◆ DATA FOR THE TASK:
..........

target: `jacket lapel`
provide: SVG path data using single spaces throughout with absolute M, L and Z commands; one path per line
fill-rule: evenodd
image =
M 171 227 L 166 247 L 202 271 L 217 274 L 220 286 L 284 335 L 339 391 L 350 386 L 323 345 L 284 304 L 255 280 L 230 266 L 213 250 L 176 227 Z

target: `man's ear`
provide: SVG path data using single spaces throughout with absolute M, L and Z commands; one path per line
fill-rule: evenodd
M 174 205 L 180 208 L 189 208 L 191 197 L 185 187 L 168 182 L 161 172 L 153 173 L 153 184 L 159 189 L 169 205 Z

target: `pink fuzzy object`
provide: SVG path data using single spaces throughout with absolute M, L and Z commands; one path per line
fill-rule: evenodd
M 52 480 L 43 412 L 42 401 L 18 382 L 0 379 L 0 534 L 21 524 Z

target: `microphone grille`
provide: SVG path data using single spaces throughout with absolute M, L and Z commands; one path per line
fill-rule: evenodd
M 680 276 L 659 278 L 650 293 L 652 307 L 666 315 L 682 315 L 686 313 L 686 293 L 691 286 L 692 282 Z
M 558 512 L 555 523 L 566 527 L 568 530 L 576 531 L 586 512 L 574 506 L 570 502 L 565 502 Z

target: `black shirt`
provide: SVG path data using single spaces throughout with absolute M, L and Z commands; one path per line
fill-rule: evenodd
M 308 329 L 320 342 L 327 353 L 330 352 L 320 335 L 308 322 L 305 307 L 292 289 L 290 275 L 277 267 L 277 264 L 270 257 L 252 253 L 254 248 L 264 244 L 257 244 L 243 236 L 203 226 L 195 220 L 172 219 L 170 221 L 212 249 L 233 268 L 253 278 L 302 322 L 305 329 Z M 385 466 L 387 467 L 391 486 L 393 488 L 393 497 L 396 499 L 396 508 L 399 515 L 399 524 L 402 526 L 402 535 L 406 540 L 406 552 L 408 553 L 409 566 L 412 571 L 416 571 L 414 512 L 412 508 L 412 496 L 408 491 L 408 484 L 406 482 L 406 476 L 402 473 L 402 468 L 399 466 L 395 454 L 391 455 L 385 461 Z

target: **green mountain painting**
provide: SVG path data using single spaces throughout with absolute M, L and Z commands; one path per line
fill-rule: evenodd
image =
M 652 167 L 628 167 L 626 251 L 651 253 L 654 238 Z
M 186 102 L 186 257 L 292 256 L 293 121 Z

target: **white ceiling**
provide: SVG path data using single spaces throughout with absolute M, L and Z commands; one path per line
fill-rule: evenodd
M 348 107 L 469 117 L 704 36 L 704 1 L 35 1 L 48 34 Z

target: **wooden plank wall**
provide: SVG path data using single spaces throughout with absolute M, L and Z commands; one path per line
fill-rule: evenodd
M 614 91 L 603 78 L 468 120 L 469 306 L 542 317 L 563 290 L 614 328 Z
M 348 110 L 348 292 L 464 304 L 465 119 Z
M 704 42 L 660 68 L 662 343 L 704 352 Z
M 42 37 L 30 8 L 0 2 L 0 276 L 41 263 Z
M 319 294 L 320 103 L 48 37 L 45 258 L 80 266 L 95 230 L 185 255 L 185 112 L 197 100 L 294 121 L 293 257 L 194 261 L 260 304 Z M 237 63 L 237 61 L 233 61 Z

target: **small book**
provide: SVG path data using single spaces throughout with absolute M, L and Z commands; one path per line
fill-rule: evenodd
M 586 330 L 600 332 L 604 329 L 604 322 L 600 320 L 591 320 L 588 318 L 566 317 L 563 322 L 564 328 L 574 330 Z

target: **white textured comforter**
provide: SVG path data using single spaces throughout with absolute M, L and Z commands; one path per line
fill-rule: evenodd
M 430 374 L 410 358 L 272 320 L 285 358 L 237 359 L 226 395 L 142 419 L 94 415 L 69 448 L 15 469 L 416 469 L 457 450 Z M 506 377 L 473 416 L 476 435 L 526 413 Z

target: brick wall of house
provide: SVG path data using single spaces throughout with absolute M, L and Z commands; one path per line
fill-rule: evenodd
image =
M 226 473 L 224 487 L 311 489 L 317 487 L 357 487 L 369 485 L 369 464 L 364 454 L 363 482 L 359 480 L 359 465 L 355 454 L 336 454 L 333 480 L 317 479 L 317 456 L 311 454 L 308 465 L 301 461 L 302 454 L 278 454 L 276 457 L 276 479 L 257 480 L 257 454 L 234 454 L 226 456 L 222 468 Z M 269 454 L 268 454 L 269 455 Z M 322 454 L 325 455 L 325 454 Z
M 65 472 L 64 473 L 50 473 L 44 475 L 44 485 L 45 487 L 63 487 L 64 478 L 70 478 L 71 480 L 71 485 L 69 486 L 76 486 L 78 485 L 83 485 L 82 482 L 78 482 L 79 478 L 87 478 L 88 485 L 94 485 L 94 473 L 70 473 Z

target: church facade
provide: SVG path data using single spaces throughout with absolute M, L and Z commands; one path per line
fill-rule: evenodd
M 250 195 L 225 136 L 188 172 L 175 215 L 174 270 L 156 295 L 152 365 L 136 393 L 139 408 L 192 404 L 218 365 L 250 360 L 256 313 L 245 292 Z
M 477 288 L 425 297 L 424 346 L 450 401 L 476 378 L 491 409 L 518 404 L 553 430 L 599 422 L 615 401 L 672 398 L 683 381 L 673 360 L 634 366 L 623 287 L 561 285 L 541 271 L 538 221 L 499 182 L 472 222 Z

..........

◆ EXERCISE BRIEF: Could you rewrite all of the records with each "evenodd" replaced by "nonzero" and nothing else changed?

◆ REPLY TO THE TASK:
target: `jacket lapel`
provide: SVG path data using single spaces throughout with absolute M, L and Z commands; one path per line
fill-rule: nonzero
image =
M 171 227 L 166 247 L 202 271 L 217 274 L 220 286 L 284 335 L 339 391 L 350 386 L 323 345 L 284 304 L 255 280 L 230 266 L 213 250 L 176 227 Z

target: `man's ear`
provide: SVG path data using single spaces throughout with absolute M, L and Z commands; one path per line
fill-rule: nonzero
M 174 205 L 180 208 L 189 208 L 191 197 L 185 187 L 168 182 L 161 172 L 153 173 L 153 184 L 159 189 L 169 205 Z

target: `pink fuzzy object`
provide: SVG path data using single spaces throughout with absolute M, L and Z commands; one path per line
fill-rule: nonzero
M 52 480 L 43 412 L 42 401 L 18 382 L 0 379 L 0 534 L 21 524 Z

target: `microphone grille`
provide: SVG path data using single spaces throughout with absolute M, L and Z commands; one path per line
fill-rule: nonzero
M 680 276 L 659 278 L 650 293 L 652 307 L 666 315 L 682 315 L 686 313 L 686 293 L 691 286 L 692 282 Z
M 558 512 L 555 523 L 566 527 L 568 530 L 576 531 L 586 512 L 574 506 L 570 502 L 565 502 Z

target: `black shirt`
provide: SVG path data using single spaces throughout with absolute M, L and Z commands; one path per line
fill-rule: nonzero
M 308 329 L 320 342 L 327 353 L 330 352 L 320 335 L 308 322 L 305 307 L 292 289 L 290 275 L 277 267 L 277 264 L 270 257 L 252 253 L 254 248 L 264 244 L 257 244 L 243 236 L 203 226 L 195 220 L 172 219 L 170 221 L 212 249 L 233 268 L 253 278 L 302 322 L 305 329 Z M 385 466 L 387 467 L 391 486 L 393 488 L 393 497 L 396 499 L 396 508 L 399 515 L 399 524 L 402 526 L 402 535 L 406 540 L 406 552 L 408 553 L 409 566 L 412 571 L 416 571 L 414 512 L 412 508 L 412 496 L 408 491 L 408 484 L 406 482 L 406 476 L 402 473 L 402 468 L 399 466 L 395 454 L 391 455 L 385 461 Z

target: **green mountain painting**
provide: SVG path data using single spaces throughout with absolute M, L and Z commands; one path per line
fill-rule: nonzero
image =
M 652 167 L 628 167 L 626 251 L 651 253 L 654 238 Z
M 186 102 L 186 257 L 292 256 L 293 121 Z

target: **white ceiling**
provide: SVG path data using single spaces throughout with absolute M, L and Z commands; one path per line
fill-rule: nonzero
M 348 107 L 469 117 L 704 36 L 704 1 L 35 1 L 48 34 Z

target: **wooden plank wall**
provide: SVG path data using single spaces throughout with absolute M, L and Z commands; one path per line
fill-rule: nonzero
M 614 91 L 603 78 L 468 120 L 469 306 L 542 317 L 563 290 L 614 328 Z
M 348 110 L 348 292 L 464 304 L 465 119 Z
M 704 42 L 660 68 L 662 343 L 704 352 Z
M 42 37 L 30 8 L 0 2 L 0 276 L 41 263 Z
M 319 294 L 320 103 L 48 37 L 45 258 L 80 266 L 95 230 L 185 255 L 185 112 L 197 100 L 294 121 L 293 257 L 194 261 L 260 304 Z M 237 63 L 237 61 L 233 61 Z

target: **small book**
provide: SVG path data using single spaces throughout with absolute M, L and Z commands; one path per line
fill-rule: nonzero
M 586 330 L 600 332 L 604 329 L 604 322 L 600 320 L 591 320 L 588 318 L 566 317 L 563 322 L 564 328 L 574 330 Z

target: **white textured comforter**
provide: SVG path data using single spaces throughout with absolute M, L and Z commands; one path per line
fill-rule: nonzero
M 430 374 L 410 358 L 272 320 L 285 358 L 237 359 L 226 395 L 142 419 L 94 415 L 69 448 L 15 469 L 416 469 L 457 450 Z M 506 377 L 473 416 L 476 435 L 526 413 Z

target: brick wall of house
provide: SVG path data using single spaces throughout with absolute M, L and Z commands; one path per line
fill-rule: nonzero
image =
M 226 473 L 224 487 L 311 489 L 317 487 L 357 487 L 369 485 L 369 464 L 364 454 L 363 482 L 359 480 L 359 465 L 355 454 L 336 454 L 333 480 L 317 479 L 317 456 L 311 454 L 308 465 L 301 461 L 302 454 L 278 454 L 276 457 L 276 479 L 257 480 L 257 454 L 234 454 L 226 456 L 222 468 Z M 269 454 L 268 454 L 269 455 Z M 322 454 L 325 455 L 325 454 Z
M 65 472 L 64 473 L 50 473 L 44 475 L 44 485 L 45 487 L 63 487 L 64 478 L 70 478 L 71 480 L 71 485 L 69 486 L 76 486 L 78 485 L 83 485 L 82 482 L 78 482 L 79 478 L 87 478 L 88 485 L 94 485 L 94 473 L 70 473 Z

target: church facade
provide: SVG path data using single spaces throughout with absolute M, L and Z commands; one path per line
fill-rule: nonzero
M 250 195 L 225 136 L 188 172 L 175 215 L 174 270 L 156 295 L 152 365 L 136 393 L 139 408 L 192 404 L 218 365 L 250 360 L 256 313 L 245 292 Z
M 477 288 L 425 297 L 424 346 L 450 401 L 476 378 L 491 409 L 518 404 L 553 430 L 599 422 L 615 401 L 672 398 L 683 381 L 673 360 L 634 366 L 623 287 L 561 285 L 541 271 L 538 221 L 499 182 L 472 222 Z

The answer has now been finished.